Passage given.
——
What started as a purely private initiative by advocates and judges, was attempted to be monopolised by the courts and the government, but is now wholly dependent on private law journals.

Deepak Joshi

The library of an experienced advocate or a well-established law firm is often stacked with an expensive collection of books including ITR, SCC, AIR, MLJ, etc. Amidst all the tomes, one would invariably come across an old tattered volume of a law report whose spine has an inscription of a year which usually predates even the year of birth of our parents.

The law reports encapsulate how the courts have shaped up through their decisions on various issues of importance. They trace and capture the judiciary’s journey through time, and in that sense, for an active practitioner of law, law reports are (or at least till recently, were) the most precious resource.

Reportable : Judgments are mentioned as Reportable or otherwise
Reportable : Judgments are mentioned as Reportable or otherwise

Initial attempts at Legal Reporting

Let’s take a little walk through the history of reporting of decisions of the courts in India. The practise of reporting decisions through law journals has thrived ever since the establishment of the legal system in British India. The initiative was taken by lawyers and judges in furtherance to the theory of precedent.

With some sense of certainty, one can trace back the reporting of decisions to the establishment of the Supreme Court at Calcutta in 1774. Professor MP Jain wrote in (24) Journal of Indian Law Institute (1982) that Morton's Reports are the earliest pertaining to the Calcutta Supreme Court, covering a long period from 1774 to 1841. This collection was principally compiled from the manuscript notes of Chief Justice Sir R Chambers and Justice Hyde.

In 1853, Sir Erskine Perry CJ published a collection of cases 'illustrative of Oriental life, and the application of English law to India', decided by the Calcutta Supreme Court. The decisions of the Privy Council on appeal from India were originally inserted in the reports of Knapp and Moore.

Considering the obscurity of the old law reports, an attempt was made in 1911 to reprint the old cases in a new series of reports with additional features. This was called Indian Decisions (Old Series), which covered a period from 1774 to 1846. On similar lines, with special permission of the government, verbatim reproduction of decisions was undertaken for decisions rendered from 1876 to 1900. This was called Indian Decisions (New Series).

The man behind both these endeavours was one TA Venkaswamy Row, sole proprietor of Law Printing House at Madras (as recorded in Southern India: Its History, People, Commerce, and Industrial Resources, edited by Arnold Wright).

All the above mentioned attempts at reporting the decisions of various courts were undertaken by enterprising advocates and judges. Hence, the attempts at reporting the decisions were not uniform and professional. A legal academician rightly stated that the decisions in these collections were not easily referred to; the indices appended were insufficient and the mode in which the cases themselves were reported often made it difficult to seize their full bearing.

The plan of adding marginal notes to these collections had been long delayed and was not even generally followed. Reporters did not make any distinction between cases worth reporting and those not worth reporting. In many cases, no new point was decided; they mainly answered questions of fact between two or more parties.

Sir James F Stephen: The Act of 1875 and monopolisation of legal reporting

The history of Sir James F Stephen is intertwined with the history of codification of laws of India. As is well known, Sir Stephen was responsible for drafting of Indian Contract Act, 1872, the Indian Evidence Act, 1872 and also the Criminal Procedure Code, 1872. However, as is not so well known, it seems that Sir Stephen was on a mission of some sort in the year 1872. During this year, with so much on his plate, he also criticised the system of law reporting prevailing in the country. This was in his capacity as a legislative member of the Governor General’s Council.
——
[Stored records]
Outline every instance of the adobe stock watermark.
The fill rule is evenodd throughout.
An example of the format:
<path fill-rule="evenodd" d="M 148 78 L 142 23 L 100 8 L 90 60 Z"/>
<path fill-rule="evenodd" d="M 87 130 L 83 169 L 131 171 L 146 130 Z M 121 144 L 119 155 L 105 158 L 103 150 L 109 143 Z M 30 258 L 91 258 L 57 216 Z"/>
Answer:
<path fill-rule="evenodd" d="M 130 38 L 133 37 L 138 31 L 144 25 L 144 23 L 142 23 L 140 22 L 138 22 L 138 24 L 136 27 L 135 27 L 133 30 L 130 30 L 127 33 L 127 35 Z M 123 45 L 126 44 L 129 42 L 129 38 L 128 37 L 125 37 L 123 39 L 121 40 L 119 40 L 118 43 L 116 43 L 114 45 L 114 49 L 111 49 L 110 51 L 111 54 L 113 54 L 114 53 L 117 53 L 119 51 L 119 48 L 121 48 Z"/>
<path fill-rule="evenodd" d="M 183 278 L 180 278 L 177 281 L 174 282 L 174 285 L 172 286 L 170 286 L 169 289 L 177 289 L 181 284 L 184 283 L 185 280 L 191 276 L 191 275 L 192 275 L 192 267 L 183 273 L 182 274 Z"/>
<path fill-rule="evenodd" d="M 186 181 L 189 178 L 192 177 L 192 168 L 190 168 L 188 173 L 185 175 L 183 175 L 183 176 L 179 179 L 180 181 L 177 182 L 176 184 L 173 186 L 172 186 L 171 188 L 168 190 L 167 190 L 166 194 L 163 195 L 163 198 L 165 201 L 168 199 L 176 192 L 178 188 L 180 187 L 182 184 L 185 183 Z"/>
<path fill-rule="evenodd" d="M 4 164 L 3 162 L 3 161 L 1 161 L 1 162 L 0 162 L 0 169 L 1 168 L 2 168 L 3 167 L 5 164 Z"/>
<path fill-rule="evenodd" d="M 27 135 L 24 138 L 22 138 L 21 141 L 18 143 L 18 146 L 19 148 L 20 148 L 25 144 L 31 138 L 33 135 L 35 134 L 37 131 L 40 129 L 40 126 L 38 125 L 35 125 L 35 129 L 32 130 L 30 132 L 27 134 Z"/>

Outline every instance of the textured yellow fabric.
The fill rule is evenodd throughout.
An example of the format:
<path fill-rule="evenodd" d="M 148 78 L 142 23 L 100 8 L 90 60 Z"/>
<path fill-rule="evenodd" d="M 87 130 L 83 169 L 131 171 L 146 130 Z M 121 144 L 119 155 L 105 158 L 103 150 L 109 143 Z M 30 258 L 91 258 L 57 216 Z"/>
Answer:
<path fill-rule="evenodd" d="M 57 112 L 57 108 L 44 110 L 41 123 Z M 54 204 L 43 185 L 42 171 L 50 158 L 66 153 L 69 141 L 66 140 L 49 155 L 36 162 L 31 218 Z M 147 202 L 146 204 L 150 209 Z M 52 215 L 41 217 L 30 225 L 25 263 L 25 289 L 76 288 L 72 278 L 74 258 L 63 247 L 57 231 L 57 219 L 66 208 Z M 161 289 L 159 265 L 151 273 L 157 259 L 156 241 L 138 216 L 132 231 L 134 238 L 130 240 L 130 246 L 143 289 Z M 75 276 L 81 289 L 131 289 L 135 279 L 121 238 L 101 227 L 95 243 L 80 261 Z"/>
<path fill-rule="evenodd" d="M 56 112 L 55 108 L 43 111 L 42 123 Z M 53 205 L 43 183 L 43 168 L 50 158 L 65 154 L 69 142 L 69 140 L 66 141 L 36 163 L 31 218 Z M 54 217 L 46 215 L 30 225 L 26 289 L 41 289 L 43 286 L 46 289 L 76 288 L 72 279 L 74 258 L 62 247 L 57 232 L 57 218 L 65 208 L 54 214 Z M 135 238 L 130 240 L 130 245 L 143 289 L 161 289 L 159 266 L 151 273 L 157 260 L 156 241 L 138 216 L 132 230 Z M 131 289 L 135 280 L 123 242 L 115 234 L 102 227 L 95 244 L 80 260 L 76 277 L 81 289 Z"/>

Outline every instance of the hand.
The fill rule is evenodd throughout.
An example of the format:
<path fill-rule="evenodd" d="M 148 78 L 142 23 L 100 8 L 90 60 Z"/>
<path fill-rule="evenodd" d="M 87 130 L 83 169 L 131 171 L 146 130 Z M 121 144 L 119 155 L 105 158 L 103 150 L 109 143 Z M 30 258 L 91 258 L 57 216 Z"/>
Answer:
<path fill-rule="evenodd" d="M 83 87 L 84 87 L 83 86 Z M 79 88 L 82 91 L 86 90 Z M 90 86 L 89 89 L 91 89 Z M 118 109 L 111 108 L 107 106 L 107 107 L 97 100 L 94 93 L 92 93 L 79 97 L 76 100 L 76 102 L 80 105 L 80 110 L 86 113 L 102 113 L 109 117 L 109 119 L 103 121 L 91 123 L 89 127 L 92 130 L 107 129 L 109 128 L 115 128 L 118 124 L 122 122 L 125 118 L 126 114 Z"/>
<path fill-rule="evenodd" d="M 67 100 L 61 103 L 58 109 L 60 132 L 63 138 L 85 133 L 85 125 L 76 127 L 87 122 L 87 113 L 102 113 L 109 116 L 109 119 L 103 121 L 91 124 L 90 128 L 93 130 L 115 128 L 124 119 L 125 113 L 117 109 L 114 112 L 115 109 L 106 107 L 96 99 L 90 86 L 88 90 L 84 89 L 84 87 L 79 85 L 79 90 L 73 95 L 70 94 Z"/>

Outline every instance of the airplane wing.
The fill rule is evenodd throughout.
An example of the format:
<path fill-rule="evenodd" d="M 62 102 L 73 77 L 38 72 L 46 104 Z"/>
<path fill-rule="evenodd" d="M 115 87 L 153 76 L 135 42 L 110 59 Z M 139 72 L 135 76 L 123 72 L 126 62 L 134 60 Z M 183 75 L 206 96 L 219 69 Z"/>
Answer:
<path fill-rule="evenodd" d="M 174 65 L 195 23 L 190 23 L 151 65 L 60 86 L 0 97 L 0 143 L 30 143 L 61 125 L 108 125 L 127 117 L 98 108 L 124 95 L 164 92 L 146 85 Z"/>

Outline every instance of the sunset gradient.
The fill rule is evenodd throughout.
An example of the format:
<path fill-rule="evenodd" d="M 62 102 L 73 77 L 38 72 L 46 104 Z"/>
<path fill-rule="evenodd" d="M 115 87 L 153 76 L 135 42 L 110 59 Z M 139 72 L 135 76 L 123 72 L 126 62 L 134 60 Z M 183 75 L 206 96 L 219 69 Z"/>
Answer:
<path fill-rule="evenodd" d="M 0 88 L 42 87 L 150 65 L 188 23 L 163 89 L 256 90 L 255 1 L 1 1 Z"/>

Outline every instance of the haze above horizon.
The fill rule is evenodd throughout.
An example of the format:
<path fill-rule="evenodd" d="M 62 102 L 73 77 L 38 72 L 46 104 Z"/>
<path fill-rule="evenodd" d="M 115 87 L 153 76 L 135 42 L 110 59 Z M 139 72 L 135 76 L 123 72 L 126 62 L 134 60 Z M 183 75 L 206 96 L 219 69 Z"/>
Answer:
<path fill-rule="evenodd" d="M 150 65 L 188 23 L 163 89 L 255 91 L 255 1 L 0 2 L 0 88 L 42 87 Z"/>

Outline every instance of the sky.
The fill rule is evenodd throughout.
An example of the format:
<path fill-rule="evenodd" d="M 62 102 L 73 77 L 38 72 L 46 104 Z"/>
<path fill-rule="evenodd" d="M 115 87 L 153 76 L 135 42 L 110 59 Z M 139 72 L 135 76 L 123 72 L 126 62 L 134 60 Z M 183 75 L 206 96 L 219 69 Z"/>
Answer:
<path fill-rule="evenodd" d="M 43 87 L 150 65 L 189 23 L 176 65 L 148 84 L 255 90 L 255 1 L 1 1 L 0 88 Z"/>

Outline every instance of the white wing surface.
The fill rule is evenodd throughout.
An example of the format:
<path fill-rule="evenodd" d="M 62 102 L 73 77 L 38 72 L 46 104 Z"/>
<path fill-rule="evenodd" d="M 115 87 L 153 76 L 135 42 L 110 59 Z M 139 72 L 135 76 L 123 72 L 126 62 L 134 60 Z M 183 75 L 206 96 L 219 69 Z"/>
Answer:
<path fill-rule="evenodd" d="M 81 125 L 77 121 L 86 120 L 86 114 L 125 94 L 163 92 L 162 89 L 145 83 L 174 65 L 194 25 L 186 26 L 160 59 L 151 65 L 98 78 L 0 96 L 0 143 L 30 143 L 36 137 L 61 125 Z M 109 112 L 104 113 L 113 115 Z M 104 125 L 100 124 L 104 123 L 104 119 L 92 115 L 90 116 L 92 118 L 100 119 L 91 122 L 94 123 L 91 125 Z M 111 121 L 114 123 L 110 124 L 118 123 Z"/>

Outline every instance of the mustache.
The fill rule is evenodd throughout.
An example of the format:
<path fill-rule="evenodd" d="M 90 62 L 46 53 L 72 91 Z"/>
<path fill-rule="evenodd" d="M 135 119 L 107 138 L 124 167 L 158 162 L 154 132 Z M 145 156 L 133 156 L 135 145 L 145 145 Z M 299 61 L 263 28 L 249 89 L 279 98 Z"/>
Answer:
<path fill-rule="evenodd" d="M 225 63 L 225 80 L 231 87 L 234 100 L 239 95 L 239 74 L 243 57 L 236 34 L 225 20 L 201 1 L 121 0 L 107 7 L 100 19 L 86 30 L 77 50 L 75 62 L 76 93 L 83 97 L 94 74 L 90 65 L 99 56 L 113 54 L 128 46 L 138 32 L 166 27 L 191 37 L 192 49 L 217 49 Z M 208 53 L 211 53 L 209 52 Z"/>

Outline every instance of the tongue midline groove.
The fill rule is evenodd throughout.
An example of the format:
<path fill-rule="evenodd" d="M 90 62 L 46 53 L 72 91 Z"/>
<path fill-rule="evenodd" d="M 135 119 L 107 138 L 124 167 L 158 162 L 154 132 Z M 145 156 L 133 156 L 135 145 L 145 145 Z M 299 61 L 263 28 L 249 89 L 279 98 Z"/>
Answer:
——
Written task 1. Repeat the passage on Indian law reporting word for word, from "With some sense" up to and including "Knapp and Moore.".
Written task 2. Decide whether each statement agrees with the passage on Indian law reporting, answering yes or no and quoting the words that settle it: (a) Morton's Reports span the years 1774 to 1841. (b) Indian Decisions (Old Series) covered decisions from 1876 to 1900. (c) Early reporters separated cases worth reporting from those not worth reporting.
The records are not needed for any of this work.

Exercise solution 1.
With some sense of certainty, one can trace back the reporting of decisions to the establishment of the Supreme Court at Calcutta in 1774. Professor MP Jain wrote in (24) Journal of Indian Law Institute (1982) that Morton's Reports are the earliest pertaining to the Calcutta Supreme Court, covering a long period from 1774 to 1841. This collection was principally compiled from the manuscript notes of Chief Justice Sir R Chambers and Justice Hyde.

In 1853, Sir Erskine Perry CJ published a collection of cases 'illustrative of Oriental life, and the application of English law to India', decided by the Calcutta Supreme Court. The decisions of the Privy Council on appeal from India were originally inserted in the reports of Knapp and Moore.

Exercise solution 2.
(a) Yes: "covering a long period from 1774 to 1841"
(b) No: "which covered a period from 1774 to 1846"
(c) No: "Reporters did not make any distinction between cases worth reporting and those not worth reporting."